**WHAT YOU ARE ASKED TO DO:** Please copy out, unchanged, the rows below that run from the one containing "locate the white headboard in the photo above" through the one containing "(1048, 857)", both ends included. Give only those rows.

**DATA TO PROCESS:**

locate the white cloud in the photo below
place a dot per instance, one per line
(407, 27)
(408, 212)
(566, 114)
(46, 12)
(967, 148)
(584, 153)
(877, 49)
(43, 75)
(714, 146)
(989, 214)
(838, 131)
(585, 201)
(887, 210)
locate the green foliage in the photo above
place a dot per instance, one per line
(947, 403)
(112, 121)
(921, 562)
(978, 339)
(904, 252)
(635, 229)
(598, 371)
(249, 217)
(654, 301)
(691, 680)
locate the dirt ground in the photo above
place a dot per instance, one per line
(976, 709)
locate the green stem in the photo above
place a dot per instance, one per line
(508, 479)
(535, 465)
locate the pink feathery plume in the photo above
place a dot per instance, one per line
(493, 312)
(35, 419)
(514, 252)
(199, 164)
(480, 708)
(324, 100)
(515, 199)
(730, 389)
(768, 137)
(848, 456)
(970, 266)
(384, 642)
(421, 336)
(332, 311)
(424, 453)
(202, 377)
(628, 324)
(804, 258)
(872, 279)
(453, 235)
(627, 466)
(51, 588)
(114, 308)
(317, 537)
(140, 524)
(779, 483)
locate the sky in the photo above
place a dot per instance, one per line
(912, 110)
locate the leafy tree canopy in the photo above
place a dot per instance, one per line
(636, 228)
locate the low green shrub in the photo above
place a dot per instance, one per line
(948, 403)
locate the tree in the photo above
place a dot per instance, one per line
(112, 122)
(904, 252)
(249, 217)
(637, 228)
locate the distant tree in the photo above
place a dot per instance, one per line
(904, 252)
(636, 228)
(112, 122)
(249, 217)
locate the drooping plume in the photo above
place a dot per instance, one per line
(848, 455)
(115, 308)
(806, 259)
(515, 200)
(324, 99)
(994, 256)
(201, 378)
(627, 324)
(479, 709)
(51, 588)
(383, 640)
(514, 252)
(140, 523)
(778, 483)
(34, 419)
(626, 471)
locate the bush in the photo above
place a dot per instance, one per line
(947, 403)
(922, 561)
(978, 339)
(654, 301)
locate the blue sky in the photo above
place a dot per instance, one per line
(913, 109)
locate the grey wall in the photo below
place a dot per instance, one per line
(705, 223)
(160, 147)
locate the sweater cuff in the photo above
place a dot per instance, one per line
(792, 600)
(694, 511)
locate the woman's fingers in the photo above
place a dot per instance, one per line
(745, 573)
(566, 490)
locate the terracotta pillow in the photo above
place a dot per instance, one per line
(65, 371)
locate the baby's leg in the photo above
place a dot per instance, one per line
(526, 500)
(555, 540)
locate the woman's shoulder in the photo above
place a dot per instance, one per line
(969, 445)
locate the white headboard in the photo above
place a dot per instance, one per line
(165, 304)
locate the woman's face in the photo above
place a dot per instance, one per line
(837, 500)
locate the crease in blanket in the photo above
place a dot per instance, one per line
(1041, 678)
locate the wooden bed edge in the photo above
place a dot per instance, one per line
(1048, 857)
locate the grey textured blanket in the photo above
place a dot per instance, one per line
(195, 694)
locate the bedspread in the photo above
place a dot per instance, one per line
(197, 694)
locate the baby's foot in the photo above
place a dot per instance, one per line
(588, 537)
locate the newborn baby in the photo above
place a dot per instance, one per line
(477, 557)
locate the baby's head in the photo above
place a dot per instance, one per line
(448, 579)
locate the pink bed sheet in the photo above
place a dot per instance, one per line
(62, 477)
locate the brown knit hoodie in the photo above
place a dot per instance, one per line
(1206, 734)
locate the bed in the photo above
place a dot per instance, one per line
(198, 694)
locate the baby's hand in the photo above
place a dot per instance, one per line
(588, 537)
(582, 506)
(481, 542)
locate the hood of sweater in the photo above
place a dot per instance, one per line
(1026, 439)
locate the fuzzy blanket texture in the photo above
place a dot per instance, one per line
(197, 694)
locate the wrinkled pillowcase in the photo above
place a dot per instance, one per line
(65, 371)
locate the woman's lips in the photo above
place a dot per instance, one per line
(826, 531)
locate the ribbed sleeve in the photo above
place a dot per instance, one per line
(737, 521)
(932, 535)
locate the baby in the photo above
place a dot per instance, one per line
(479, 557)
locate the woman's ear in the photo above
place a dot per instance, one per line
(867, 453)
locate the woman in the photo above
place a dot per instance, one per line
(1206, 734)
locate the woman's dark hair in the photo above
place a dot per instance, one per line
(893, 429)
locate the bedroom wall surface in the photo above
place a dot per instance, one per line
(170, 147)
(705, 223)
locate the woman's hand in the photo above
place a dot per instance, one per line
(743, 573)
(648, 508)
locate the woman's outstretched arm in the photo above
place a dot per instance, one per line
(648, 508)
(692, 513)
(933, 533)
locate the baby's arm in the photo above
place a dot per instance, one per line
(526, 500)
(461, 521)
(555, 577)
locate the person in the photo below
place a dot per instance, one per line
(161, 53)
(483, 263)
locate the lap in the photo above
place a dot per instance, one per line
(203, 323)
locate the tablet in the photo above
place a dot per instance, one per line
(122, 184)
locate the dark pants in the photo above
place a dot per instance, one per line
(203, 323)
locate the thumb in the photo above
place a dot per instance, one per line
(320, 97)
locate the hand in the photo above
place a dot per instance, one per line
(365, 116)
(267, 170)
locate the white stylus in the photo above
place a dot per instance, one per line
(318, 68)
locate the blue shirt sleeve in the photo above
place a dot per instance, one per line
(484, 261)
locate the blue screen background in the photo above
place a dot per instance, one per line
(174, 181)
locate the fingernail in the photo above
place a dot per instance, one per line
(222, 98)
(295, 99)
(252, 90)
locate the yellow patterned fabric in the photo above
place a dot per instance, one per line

**RESPONSE FOR THIS EXERCISE:**
locate the white headboard in the photo above
place a dot per instance, one per line
(165, 304)
locate the woman's face in the photo above
place a dot per instance, one per line
(837, 500)
locate the crease in blanket in the photo above
place a dot per instance, one per line
(1041, 678)
locate the wooden bed edge in the photo above
place a dot per instance, one per line
(1048, 857)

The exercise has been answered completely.